*EXERCISE A*
For each statement, decide whether it agrees with the forum post on pilot practice that follows. Answer yes or no and quote the words of the post that decide it. (i) Many airline pilots report flying a single aircraft type for their entire career. (ii) The post names practice as the way to handle emergencies with ease. (iii) The post treats a distraction during an emergency as a serious difficulty.

== DOCUMENT PASSAGE ==

Listen to pilots who fly for the airlines. SO MANY of them will tell you that they have flown this plane (say, a 757, DC9, or whatever else) for ALL their career. Sound boring ? Maybe so. But when you, the passenger have your life in his hands, you want him to be able to handle anything/EVERYTHING, emergency-wise without breaking a sweat. And how do you do that ? It's called practice. You do the same thing over and over; time after time, to the point that you can do it without even thinking about what you're doing, no matter who's banging you in the ear with a huge bell. Got someone/something distracting you ? Got somewhat of an EMERGENCY happening ? No big deal. You have had it INGRAINED to the point that it happens without you even thinking about what to do.

You get what you pay for, 
or
you do what you've practiced....


----------



## tom1911sigfreak (Dec 10, 2011)

===
== LISTED RECORDS ==

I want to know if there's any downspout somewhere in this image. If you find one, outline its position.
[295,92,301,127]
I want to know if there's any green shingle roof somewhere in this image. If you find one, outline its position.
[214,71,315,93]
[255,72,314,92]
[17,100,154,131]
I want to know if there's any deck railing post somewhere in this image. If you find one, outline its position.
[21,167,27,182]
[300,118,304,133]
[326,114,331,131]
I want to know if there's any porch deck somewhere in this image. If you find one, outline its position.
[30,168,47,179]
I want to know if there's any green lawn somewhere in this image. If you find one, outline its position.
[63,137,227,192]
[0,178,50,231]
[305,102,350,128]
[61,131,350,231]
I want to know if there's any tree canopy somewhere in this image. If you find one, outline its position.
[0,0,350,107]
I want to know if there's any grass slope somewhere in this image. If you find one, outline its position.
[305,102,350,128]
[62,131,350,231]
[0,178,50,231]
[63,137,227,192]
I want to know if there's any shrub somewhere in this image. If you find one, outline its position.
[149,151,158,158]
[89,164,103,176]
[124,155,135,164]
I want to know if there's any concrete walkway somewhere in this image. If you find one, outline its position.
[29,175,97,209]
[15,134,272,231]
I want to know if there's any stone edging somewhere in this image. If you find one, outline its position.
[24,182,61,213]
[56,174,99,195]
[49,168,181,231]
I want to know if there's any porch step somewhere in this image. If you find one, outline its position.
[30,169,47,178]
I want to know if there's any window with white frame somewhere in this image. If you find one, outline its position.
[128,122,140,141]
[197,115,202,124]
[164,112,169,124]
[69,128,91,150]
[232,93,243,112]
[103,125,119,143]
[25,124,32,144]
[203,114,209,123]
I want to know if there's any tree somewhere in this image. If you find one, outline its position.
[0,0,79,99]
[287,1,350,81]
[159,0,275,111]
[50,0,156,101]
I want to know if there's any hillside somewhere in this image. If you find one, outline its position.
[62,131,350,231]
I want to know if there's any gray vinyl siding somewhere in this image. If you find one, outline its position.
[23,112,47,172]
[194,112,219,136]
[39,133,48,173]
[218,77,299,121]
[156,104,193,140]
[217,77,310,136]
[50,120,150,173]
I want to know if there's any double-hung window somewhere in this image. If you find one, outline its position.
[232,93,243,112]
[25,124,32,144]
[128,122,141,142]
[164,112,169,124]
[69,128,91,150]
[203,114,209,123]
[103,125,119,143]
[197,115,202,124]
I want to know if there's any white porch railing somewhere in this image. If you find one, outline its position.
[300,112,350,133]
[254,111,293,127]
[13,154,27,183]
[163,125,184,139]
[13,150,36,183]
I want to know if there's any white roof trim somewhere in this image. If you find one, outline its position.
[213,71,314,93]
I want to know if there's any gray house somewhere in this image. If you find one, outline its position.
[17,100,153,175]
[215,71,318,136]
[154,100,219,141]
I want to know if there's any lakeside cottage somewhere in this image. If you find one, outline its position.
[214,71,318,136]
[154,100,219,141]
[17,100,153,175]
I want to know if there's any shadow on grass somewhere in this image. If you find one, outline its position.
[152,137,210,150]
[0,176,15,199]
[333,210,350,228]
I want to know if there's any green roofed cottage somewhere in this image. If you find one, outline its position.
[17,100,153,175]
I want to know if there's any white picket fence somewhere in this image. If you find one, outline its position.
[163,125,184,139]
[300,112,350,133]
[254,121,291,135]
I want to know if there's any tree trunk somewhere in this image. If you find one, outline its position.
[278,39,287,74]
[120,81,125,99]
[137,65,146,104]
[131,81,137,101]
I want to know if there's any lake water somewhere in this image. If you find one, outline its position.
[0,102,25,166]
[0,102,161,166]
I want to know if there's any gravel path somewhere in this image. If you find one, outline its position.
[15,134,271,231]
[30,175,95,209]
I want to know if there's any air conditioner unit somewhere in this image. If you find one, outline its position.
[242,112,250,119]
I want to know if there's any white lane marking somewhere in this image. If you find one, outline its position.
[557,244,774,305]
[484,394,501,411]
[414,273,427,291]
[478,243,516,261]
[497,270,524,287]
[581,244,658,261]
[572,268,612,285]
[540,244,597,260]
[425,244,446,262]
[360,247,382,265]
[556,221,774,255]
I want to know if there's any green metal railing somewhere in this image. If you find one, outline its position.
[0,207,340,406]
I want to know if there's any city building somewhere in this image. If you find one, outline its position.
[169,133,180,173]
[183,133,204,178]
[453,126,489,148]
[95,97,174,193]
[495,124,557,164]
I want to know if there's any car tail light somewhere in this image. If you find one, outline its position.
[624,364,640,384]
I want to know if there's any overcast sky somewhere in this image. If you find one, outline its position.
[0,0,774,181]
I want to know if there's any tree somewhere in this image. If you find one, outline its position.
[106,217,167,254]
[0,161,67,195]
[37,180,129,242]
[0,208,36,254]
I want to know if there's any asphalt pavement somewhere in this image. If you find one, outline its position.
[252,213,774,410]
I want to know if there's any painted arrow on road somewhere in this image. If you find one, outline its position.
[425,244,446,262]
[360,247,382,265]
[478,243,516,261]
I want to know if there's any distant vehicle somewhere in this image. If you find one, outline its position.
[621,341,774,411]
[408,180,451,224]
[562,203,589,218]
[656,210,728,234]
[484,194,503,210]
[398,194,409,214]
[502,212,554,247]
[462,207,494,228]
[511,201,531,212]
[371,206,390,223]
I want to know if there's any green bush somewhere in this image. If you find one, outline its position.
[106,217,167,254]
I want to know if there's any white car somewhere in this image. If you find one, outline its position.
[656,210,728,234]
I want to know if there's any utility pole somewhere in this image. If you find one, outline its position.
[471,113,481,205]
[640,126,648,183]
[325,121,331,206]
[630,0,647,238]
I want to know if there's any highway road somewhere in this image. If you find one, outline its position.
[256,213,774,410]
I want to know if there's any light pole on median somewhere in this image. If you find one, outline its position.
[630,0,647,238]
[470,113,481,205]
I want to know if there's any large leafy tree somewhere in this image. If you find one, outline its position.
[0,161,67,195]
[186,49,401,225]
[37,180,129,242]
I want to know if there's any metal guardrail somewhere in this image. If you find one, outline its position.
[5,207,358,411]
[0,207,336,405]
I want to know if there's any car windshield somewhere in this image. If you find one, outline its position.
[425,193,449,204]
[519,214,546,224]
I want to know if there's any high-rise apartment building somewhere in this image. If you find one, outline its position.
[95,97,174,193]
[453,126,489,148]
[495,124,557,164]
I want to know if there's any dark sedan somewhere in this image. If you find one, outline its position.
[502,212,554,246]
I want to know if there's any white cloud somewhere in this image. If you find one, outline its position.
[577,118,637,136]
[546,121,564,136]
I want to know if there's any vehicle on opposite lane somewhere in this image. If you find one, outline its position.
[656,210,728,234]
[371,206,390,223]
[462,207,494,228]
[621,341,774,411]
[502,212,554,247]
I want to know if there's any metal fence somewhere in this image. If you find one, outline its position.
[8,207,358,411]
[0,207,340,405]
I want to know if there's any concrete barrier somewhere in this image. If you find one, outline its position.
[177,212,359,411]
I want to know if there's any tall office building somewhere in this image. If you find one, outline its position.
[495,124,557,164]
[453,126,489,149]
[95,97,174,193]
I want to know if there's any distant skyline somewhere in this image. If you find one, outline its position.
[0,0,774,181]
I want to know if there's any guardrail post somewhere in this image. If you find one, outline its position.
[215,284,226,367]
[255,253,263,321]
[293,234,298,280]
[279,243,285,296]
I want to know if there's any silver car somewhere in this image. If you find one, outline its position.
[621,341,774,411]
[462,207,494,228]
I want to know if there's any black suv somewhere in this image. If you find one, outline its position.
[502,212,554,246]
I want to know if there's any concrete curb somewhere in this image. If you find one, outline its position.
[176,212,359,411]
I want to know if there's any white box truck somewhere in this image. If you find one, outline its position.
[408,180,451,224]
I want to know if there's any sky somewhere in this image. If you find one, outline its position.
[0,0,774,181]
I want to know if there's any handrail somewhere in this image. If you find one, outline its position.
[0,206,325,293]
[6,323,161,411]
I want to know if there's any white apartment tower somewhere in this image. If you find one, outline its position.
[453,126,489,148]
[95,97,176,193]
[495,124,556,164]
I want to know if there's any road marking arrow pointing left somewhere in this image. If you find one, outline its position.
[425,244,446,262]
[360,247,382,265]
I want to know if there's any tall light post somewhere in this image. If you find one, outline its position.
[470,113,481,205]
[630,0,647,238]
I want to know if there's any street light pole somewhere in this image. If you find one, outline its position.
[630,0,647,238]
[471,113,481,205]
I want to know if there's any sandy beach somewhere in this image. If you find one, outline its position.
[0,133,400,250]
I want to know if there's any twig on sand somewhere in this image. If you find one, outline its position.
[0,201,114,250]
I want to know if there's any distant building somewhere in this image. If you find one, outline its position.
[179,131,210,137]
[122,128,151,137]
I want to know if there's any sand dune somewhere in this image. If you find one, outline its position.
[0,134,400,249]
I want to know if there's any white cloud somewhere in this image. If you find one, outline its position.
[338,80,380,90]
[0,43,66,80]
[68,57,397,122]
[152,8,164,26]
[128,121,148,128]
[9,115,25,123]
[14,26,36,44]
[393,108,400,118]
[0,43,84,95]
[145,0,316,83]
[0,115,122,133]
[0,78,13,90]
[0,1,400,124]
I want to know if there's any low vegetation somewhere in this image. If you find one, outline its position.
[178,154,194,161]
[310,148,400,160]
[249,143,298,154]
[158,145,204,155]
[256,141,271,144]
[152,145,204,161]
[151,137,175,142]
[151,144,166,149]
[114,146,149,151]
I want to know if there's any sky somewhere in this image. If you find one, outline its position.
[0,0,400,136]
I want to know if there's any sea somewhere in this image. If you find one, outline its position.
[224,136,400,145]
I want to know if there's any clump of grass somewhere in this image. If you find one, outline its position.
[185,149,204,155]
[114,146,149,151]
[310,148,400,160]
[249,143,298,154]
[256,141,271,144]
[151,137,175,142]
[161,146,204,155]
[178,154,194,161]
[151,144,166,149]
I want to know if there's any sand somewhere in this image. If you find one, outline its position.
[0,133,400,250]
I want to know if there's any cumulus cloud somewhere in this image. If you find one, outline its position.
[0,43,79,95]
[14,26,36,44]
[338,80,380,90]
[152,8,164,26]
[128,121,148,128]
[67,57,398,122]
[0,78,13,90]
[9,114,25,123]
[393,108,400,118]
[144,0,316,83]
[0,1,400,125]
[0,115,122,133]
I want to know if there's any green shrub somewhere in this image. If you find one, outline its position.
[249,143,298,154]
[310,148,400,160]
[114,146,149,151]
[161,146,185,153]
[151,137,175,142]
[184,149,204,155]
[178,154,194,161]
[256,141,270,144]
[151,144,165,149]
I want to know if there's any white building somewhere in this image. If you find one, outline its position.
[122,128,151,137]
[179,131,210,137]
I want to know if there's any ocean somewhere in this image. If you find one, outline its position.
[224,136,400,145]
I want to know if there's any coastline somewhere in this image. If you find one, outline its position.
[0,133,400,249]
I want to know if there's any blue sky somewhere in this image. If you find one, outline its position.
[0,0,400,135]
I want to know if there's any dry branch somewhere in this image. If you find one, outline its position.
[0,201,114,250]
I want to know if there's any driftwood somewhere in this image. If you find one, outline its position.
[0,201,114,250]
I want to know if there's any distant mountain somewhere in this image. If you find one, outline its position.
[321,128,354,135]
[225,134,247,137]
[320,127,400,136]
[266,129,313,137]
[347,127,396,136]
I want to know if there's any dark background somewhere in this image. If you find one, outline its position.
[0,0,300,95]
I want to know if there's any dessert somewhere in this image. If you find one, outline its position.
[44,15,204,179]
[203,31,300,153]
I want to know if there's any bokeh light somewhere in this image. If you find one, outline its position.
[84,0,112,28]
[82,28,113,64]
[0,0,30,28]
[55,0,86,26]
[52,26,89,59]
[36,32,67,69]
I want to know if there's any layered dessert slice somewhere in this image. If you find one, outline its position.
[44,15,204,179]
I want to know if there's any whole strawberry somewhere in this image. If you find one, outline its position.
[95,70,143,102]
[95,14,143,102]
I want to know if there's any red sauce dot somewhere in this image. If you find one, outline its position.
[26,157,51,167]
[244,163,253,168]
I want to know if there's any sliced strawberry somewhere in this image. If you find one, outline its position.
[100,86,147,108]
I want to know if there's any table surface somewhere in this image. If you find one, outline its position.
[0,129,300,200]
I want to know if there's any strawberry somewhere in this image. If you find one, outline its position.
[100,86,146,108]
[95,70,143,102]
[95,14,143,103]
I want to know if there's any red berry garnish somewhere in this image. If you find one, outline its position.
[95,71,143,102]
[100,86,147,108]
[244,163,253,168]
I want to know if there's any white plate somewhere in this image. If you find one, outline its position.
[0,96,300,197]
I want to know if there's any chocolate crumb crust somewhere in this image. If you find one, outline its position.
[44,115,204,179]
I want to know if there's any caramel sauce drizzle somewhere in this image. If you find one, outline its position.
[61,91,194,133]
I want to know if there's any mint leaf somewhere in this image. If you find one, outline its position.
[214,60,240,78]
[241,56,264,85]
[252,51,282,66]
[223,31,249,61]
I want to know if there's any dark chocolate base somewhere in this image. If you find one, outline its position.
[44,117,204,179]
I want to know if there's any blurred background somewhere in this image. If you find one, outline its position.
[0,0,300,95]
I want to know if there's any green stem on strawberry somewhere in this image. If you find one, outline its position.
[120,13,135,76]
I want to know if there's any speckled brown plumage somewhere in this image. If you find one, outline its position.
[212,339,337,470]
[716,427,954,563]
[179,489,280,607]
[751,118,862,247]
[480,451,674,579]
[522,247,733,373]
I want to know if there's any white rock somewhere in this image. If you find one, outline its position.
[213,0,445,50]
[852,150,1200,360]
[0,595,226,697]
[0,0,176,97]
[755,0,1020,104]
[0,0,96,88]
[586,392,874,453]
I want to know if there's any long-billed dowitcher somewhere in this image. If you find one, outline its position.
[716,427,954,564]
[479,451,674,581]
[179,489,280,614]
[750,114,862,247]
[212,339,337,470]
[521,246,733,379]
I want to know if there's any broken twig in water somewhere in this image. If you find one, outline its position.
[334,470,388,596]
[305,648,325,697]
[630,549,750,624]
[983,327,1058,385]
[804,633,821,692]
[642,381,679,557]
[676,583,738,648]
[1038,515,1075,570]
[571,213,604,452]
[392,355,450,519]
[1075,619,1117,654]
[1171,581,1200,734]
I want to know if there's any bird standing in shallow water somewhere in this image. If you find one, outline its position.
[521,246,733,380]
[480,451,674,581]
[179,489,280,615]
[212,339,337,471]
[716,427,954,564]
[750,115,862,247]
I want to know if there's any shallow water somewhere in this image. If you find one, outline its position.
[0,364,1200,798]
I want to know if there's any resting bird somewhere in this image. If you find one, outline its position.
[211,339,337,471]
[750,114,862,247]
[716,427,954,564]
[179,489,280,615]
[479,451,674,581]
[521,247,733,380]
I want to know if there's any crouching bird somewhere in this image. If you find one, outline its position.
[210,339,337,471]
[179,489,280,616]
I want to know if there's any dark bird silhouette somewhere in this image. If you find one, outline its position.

===

*EXERCISE B*
Copy out the listing above, from its first line to the line with "[49,168,181,231]", both included.

*TASK RESULT A*
(i) Yes: "SO MANY of them will tell you that they have flown this plane (say, a 757, DC9, or whatever else) for ALL their career."
(ii) Yes: "It's called practice."
(iii) No: "No big deal."

*TASK RESULT B*
I want to know if there's any downspout somewhere in this image. If you find one, outline its position.
[295,92,301,127]
I want to know if there's any green shingle roof somewhere in this image. If you find one, outline its position.
[214,71,315,93]
[255,72,314,92]
[17,100,154,131]
I want to know if there's any deck railing post somewhere in this image. If you find one, outline its position.
[21,167,27,182]
[300,118,304,133]
[326,114,331,131]
I want to know if there's any porch deck somewhere in this image. If you find one, outline its position.
[30,168,47,179]
I want to know if there's any green lawn somewhere in this image. If you find one, outline its position.
[63,137,227,192]
[0,178,50,231]
[305,102,350,128]
[61,131,350,231]
I want to know if there's any tree canopy somewhere in this image. If you find one, outline its position.
[0,0,350,107]
I want to know if there's any grass slope somewhere in this image. If you find one, outline its position.
[305,102,350,128]
[62,131,350,231]
[0,178,50,231]
[63,137,227,192]
I want to know if there's any shrub somewhere in this image. If you find one, outline its position.
[149,151,158,158]
[89,164,103,176]
[124,155,135,164]
I want to know if there's any concrete walkway somewhere in this image. If you find one, outline its position.
[29,175,97,209]
[15,134,272,231]
I want to know if there's any stone edging somewhere in this image. If you find one, outline its position.
[24,182,61,213]
[56,174,99,195]
[49,168,181,231]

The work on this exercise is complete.